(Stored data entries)
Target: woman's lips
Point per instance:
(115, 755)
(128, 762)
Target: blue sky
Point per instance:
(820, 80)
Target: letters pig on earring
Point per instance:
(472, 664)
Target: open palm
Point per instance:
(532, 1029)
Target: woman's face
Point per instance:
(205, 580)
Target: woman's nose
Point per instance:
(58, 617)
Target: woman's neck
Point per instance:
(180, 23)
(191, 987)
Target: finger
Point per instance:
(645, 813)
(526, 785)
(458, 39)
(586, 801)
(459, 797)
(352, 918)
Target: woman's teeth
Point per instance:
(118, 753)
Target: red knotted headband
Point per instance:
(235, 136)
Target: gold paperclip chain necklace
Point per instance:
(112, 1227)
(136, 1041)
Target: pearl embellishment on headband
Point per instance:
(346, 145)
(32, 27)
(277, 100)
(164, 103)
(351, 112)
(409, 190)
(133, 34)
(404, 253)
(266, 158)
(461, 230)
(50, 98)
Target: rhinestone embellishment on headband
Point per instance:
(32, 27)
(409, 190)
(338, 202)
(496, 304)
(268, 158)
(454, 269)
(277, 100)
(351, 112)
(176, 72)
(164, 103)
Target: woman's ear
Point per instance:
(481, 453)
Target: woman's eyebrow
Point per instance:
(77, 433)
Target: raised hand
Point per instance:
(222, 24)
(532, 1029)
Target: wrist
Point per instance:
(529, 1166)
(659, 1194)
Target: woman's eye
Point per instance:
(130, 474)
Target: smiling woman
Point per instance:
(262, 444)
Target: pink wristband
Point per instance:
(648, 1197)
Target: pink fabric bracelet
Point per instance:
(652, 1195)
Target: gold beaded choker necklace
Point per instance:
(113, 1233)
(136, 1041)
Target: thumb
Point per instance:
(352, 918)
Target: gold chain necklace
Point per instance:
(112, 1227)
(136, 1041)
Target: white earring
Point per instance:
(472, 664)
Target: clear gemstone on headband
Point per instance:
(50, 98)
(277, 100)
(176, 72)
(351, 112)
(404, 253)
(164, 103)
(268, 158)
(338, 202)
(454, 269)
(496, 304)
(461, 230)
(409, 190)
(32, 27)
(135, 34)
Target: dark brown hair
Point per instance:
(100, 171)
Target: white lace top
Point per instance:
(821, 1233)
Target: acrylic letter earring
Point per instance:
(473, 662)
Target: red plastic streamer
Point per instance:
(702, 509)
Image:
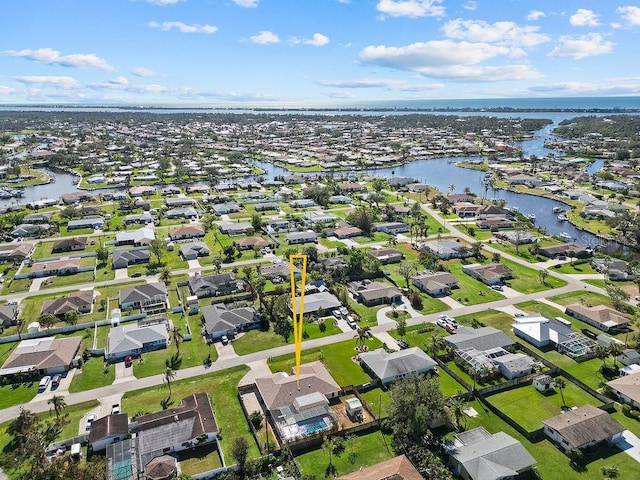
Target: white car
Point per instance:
(90, 419)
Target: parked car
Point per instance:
(90, 419)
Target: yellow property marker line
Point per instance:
(298, 311)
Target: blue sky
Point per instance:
(314, 52)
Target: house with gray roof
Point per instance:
(193, 250)
(484, 338)
(478, 455)
(390, 367)
(126, 258)
(218, 320)
(582, 427)
(149, 297)
(214, 285)
(134, 339)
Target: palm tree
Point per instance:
(177, 337)
(560, 384)
(58, 404)
(169, 376)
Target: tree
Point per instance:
(177, 337)
(401, 328)
(416, 404)
(560, 384)
(240, 451)
(169, 375)
(71, 317)
(157, 248)
(58, 404)
(406, 269)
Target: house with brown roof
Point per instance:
(299, 409)
(187, 232)
(490, 274)
(396, 468)
(583, 427)
(627, 389)
(45, 355)
(81, 302)
(69, 245)
(602, 317)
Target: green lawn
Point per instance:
(527, 280)
(336, 357)
(369, 449)
(93, 375)
(222, 388)
(528, 407)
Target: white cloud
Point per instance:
(265, 37)
(183, 27)
(246, 3)
(119, 81)
(584, 18)
(471, 5)
(164, 3)
(317, 40)
(53, 57)
(507, 33)
(630, 14)
(54, 81)
(581, 47)
(535, 15)
(411, 8)
(143, 72)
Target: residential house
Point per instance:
(218, 320)
(390, 367)
(374, 293)
(135, 339)
(393, 228)
(600, 316)
(81, 302)
(317, 303)
(149, 297)
(386, 255)
(94, 223)
(108, 430)
(299, 409)
(214, 285)
(194, 250)
(126, 258)
(182, 212)
(226, 208)
(8, 315)
(301, 237)
(67, 266)
(396, 468)
(478, 455)
(435, 284)
(240, 228)
(481, 339)
(69, 245)
(490, 274)
(137, 238)
(627, 389)
(187, 232)
(582, 427)
(44, 355)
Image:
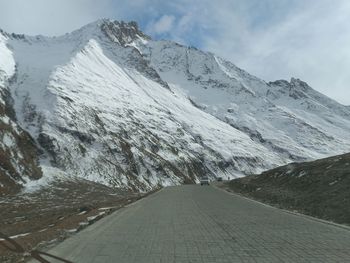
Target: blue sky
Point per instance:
(272, 39)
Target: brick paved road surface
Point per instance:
(204, 224)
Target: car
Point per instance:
(205, 180)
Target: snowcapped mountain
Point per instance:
(109, 104)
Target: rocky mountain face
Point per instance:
(108, 104)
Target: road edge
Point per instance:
(283, 210)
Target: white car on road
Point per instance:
(205, 180)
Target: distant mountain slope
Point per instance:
(109, 104)
(319, 188)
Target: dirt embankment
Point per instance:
(41, 219)
(319, 188)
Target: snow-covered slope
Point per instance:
(18, 154)
(108, 104)
(288, 118)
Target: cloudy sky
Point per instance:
(272, 39)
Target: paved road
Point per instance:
(205, 224)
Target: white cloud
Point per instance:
(51, 17)
(310, 41)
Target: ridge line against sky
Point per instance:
(272, 39)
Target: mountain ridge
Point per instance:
(109, 104)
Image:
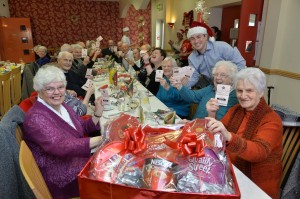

WHAT YOU NEED TO DO:
Search the entries for the string "roof". Copy every line that has it.

TASK OUTPUT:
Target: house with gray roof
Target: house with brown roof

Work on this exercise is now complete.